## start

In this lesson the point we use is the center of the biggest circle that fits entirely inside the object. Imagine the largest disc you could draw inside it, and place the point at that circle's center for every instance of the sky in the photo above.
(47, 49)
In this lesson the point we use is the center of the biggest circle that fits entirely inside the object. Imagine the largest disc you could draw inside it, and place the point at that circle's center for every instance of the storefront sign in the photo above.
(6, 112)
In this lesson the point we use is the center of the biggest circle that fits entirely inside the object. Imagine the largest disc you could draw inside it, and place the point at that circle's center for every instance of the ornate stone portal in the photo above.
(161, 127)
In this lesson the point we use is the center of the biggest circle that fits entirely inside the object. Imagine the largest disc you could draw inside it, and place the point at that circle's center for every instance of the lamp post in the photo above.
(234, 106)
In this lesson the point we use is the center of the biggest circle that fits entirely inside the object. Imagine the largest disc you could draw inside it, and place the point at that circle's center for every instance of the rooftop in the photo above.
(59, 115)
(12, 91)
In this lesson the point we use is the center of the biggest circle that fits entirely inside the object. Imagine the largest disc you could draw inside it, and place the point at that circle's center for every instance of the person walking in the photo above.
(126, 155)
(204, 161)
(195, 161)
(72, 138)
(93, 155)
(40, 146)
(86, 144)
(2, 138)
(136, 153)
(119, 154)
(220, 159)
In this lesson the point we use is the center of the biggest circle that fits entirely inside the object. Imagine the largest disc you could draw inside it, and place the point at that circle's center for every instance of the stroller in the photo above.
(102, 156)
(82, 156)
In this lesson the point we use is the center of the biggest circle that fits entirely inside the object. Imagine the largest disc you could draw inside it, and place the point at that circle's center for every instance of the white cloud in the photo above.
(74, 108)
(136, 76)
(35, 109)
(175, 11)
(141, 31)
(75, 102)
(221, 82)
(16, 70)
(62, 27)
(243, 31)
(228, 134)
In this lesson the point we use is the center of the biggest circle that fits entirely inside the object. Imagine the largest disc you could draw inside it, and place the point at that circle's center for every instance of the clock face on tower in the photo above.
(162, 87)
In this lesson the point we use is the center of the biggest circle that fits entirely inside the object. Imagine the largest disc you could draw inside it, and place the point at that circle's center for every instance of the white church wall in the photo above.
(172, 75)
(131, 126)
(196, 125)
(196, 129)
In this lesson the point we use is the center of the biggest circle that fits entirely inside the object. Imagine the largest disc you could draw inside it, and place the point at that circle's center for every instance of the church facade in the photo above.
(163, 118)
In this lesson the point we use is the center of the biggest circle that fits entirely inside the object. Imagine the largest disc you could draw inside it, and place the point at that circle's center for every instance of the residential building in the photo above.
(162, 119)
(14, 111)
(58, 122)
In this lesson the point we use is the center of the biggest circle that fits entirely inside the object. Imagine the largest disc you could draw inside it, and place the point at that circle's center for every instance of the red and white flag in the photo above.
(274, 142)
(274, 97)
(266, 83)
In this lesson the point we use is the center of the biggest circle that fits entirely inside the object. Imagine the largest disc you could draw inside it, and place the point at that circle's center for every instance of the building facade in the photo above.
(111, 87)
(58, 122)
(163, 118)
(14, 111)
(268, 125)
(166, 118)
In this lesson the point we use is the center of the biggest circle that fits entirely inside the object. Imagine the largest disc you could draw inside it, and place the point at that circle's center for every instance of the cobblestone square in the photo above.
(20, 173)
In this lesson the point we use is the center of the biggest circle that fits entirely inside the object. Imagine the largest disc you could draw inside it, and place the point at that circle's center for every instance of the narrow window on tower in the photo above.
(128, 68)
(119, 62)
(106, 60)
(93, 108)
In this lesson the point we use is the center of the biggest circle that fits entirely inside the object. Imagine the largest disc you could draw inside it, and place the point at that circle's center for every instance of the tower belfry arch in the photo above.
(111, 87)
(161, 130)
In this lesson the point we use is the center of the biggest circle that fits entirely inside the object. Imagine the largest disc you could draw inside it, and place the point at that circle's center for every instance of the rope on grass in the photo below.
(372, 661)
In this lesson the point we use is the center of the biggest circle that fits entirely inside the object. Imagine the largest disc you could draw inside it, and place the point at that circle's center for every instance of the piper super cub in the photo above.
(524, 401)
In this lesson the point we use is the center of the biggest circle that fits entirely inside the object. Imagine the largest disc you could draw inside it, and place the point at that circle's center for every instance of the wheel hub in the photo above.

## end

Requirement >> Give all the records above again, swapping "biggest circle" for "largest circle" wherever it occurs and leaving everything else unchanged.

Task response >>
In this lesson the point we use is the center of the largest circle that fits entirely inside the object. Imagine the largest disc you could draw inside it, and place the point at that circle's center for every instance of the sky in the photo above.
(47, 49)
In this lesson the point we use is the center of the largest circle that fits entirely inside the object. Imagine the largest disc you could draw inside it, and place the point at that circle's center for every instance of the storefront sign in the photo above.
(6, 112)
In this lesson the point we use is the center of the largest circle that fits entirely inside the object. Imagine the largest disc you could draw inside it, and place the point at that circle's center for every instance of the ornate stone portal in the photo above.
(161, 127)
In this lesson the point we use is the center of the largest circle that fits entirely inside the object. Imagine the largest disc you could draw inside it, and place the point at that circle's center for every instance of the lamp post in the photo above.
(234, 106)
In this lesson the point we use is the center of the largest circle that fits entirely inside the object. Imagine the largest disc you could draw inside it, and place the point at that circle's center for every instance of the rooftop in the photo above.
(59, 115)
(12, 91)
In this lesson the point we use is the center of the largest circle that fits entirely inside the object. Imagine the largest disc you could draw inside it, and place the point at that circle's center for every instance of the person walking in the photo above.
(126, 155)
(204, 161)
(195, 161)
(72, 138)
(93, 155)
(40, 146)
(86, 144)
(2, 138)
(136, 153)
(119, 154)
(220, 159)
In this lesson the point we use is the center of the largest circle that fits entirely inside the object. Imagine the largest disc you could draw inside it, and place the point at that circle's center for every instance of the stroller in the photo above.
(102, 156)
(82, 156)
In this lesson the point we use is the center of the largest circle that fits entirely inside the object. Imagine the largest disc you could draw inside it, and place the point at that circle's center for every instance of the white cloud in the photo above.
(74, 108)
(136, 76)
(35, 109)
(175, 11)
(141, 31)
(75, 102)
(221, 82)
(16, 70)
(62, 27)
(243, 31)
(228, 134)
In this lesson the point we use is the center of the largest circle that fits entirely inside the object. Imagine the largest disc you could draw inside it, and place the point at that circle's center for every instance of the clock face on tower in the photo above.
(162, 87)
In this lesson the point we use is the center of the largest circle that fits entirely inside the object. Imagine the largest disc you could draw inside it, and place the point at that circle's center for every instance of the white church wall in the photo above.
(172, 75)
(131, 126)
(196, 125)
(196, 129)
In this lesson the point we use is the center of the largest circle that fits entirely inside the object. Imagine the largest disc you could draw inside it, and place the point at that circle's center for every instance of the church facade in the photo above.
(163, 118)
In this lesson the point we use is the center of the largest circle that fits entirely inside the object. Imagine the largest disc you could draw inside it, and place the point at that circle's center for every instance of the residential building in the photo above.
(162, 119)
(14, 111)
(58, 122)
In this lesson the point we use is the center of the largest circle that fits entirely inside the object. Imagine the largest disc you could draw inside it, and place the point at that circle's center for every instance of the red and white flag in the photo above.
(274, 142)
(274, 97)
(266, 83)
In this lesson the point we use is the center of the largest circle that fits entirely inside the object. Imagine the largest disc you could draw inside it, and place the point at that circle's center for every instance of the building facade in the photo above.
(111, 87)
(58, 122)
(163, 118)
(14, 111)
(268, 125)
(166, 118)
In this lesson the point we use is the center of the largest circle that fits entirely inside the object. Imagine the largest disc you could draw inside it, and place the point at that circle's center for every instance of the cobblestone square in the photo above.
(20, 173)
In this lesson the point we use is the center of the largest circle that fits entirely inside the object. Imagine the largest disc you could draw inside it, and place the point at that circle's center for every instance of the narrow window on tower in the photo above.
(128, 68)
(119, 62)
(106, 60)
(93, 108)
In this lesson the point we use is the center of the largest circle that fits entirely inside the object. Imagine the largest disc you could draw inside it, and place the point at that circle's center for every instance of the tower belfry arch in the photo above.
(111, 87)
(161, 130)
In this lesson the point we use is the center of the largest circle that fits entirely inside the object. Imagine the largest disc you could draw inside it, and place the point at that circle's center for every instance of the rope on grass in the photo below.
(372, 661)
In this lesson the point we use is the center of the largest circle that fits entirely inside the object. Imagine the largest disc you could draw inside it, and place the point at that circle's center for every instance of the piper super cub in the photo above.
(524, 401)
In this lesson the point we use is the center of the largest circle that fits entirely inside the object. Imagine the largest disc you could draw inside it, and place the point at that circle's center for every instance of the wheel hub in the photo above.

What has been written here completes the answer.